> **What this task involves**:
Copy exactly the lines of the records below, and only those lines, beginning with the line that contains "target: green grass" and ending with the line that contains "target: white road line".

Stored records
================================

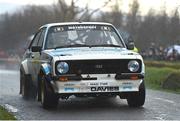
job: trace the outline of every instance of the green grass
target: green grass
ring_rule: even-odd
[[[172,68],[157,68],[157,67],[148,67],[146,66],[146,83],[151,85],[161,86],[162,82],[176,69]]]
[[[148,67],[180,69],[180,61],[145,61],[144,63]]]
[[[180,89],[179,90],[170,90],[170,89],[162,88],[163,81],[165,81],[167,79],[167,77],[173,73],[180,73],[180,71],[178,69],[170,68],[170,67],[146,66],[145,82],[146,82],[147,88],[180,93]]]
[[[0,106],[0,120],[16,120],[16,118]]]

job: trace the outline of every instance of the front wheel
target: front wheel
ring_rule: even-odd
[[[41,104],[44,109],[56,108],[59,98],[51,90],[44,77],[41,80]]]
[[[30,90],[30,78],[20,71],[20,94],[24,99],[29,99],[31,97]]]
[[[141,83],[139,87],[139,92],[133,93],[128,96],[127,102],[130,107],[141,107],[145,103],[146,90],[144,81]]]

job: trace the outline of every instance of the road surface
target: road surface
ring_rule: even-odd
[[[34,100],[19,95],[19,72],[0,70],[0,105],[19,120],[179,120],[180,95],[147,90],[143,108],[129,108],[126,100],[75,98],[60,100],[54,110],[45,110]]]

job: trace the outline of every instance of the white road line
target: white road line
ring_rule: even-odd
[[[17,108],[15,108],[14,106],[9,105],[9,104],[5,104],[5,105],[4,105],[4,108],[5,108],[6,110],[8,110],[9,112],[12,112],[12,113],[18,112],[18,109],[17,109]]]
[[[167,100],[167,99],[164,99],[164,98],[154,98],[154,99],[156,99],[156,100],[161,100],[161,101],[164,101],[164,102],[168,102],[168,103],[171,103],[171,104],[175,104],[175,102],[174,101],[172,101],[172,100]]]

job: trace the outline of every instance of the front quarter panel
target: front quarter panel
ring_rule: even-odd
[[[142,56],[141,55],[137,55],[137,57],[136,57],[137,59],[140,59],[141,61],[142,61],[142,69],[141,69],[141,74],[143,74],[143,75],[145,75],[145,65],[144,65],[144,61],[143,61],[143,58],[142,58]]]
[[[27,59],[25,59],[21,62],[20,68],[24,72],[24,74],[29,74],[28,60]]]

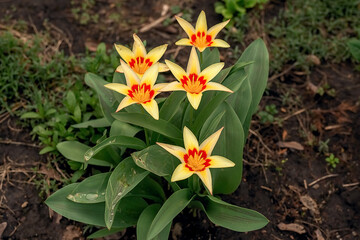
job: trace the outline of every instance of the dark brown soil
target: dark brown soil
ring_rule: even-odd
[[[91,50],[99,42],[106,42],[109,48],[114,42],[132,44],[132,33],[159,18],[165,1],[140,0],[136,4],[124,1],[121,6],[116,3],[114,0],[96,1],[96,6],[89,12],[98,13],[99,21],[86,26],[72,15],[74,5],[70,1],[12,1],[15,8],[10,7],[10,2],[0,1],[0,16],[32,22],[34,28],[30,28],[30,32],[50,30],[53,37],[62,41],[60,49],[71,54],[83,52],[85,46]],[[205,1],[173,0],[167,3],[192,9],[194,18],[201,8],[205,8],[209,26],[221,20],[213,12],[212,4]],[[276,12],[278,8],[272,6],[271,9]],[[110,20],[109,16],[115,12],[120,14],[120,19]],[[271,16],[266,13],[265,17]],[[160,24],[139,32],[150,47],[169,43],[166,57],[174,57],[176,46],[173,42],[179,34],[182,31],[176,24],[167,27]],[[182,56],[187,58],[184,53],[177,58],[181,61]],[[316,93],[325,83],[335,89],[335,97]],[[284,95],[289,96],[286,101]],[[192,213],[184,211],[175,218],[170,238],[360,239],[359,96],[360,74],[350,63],[315,66],[310,75],[288,71],[271,77],[260,107],[263,109],[274,103],[282,124],[260,124],[254,118],[244,152],[243,182],[234,194],[223,196],[230,203],[261,212],[270,223],[259,231],[236,233],[214,226],[203,213],[193,217]],[[2,122],[1,139],[32,142],[28,132],[16,128],[14,119]],[[320,153],[318,147],[319,141],[327,139],[329,153],[340,159],[333,170],[325,161],[327,155]],[[295,145],[281,145],[292,141]],[[34,174],[31,168],[46,163],[37,152],[36,147],[0,145],[0,163],[2,172],[5,171],[1,173],[5,177],[0,182],[1,222],[7,223],[2,236],[5,239],[61,239],[64,233],[71,232],[73,235],[70,236],[75,238],[79,230],[68,227],[72,223],[65,219],[50,219],[49,210],[29,181]],[[281,225],[279,227],[281,223],[295,223],[302,233],[284,230]],[[128,229],[121,236],[122,239],[135,239],[135,231]]]

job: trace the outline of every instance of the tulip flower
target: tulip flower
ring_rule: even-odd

================================

> **Output for this exercise**:
target: green grass
ring_rule: even-odd
[[[172,68],[157,68],[157,67],[148,67],[146,66],[146,83],[151,85],[161,86],[162,82],[176,69]]]
[[[148,67],[180,69],[180,61],[145,61],[144,63]]]
[[[180,89],[179,90],[170,90],[170,89],[162,88],[163,81],[165,81],[167,79],[167,77],[173,73],[180,73],[180,71],[178,69],[170,68],[170,67],[146,66],[145,82],[146,82],[147,88],[180,93]]]
[[[0,106],[0,120],[16,120],[16,118]]]

job: trace the outline of every instance of the front wheel
target: front wheel
ring_rule: even-odd
[[[41,104],[44,109],[56,108],[59,98],[51,90],[44,77],[41,80]]]
[[[30,90],[30,78],[20,71],[20,94],[24,99],[29,99],[31,97]]]
[[[141,83],[139,87],[139,92],[133,93],[128,96],[127,102],[130,107],[141,107],[145,103],[146,90],[144,81]]]

job: trace the outline of every instance of the road surface
target: road surface
ring_rule: even-odd
[[[34,100],[19,95],[19,72],[0,70],[0,105],[19,120],[179,120],[180,95],[147,90],[143,108],[129,108],[126,100],[75,98],[60,100],[54,110],[45,110]]]

job: trace the outline of every instance of the white road line
target: white road line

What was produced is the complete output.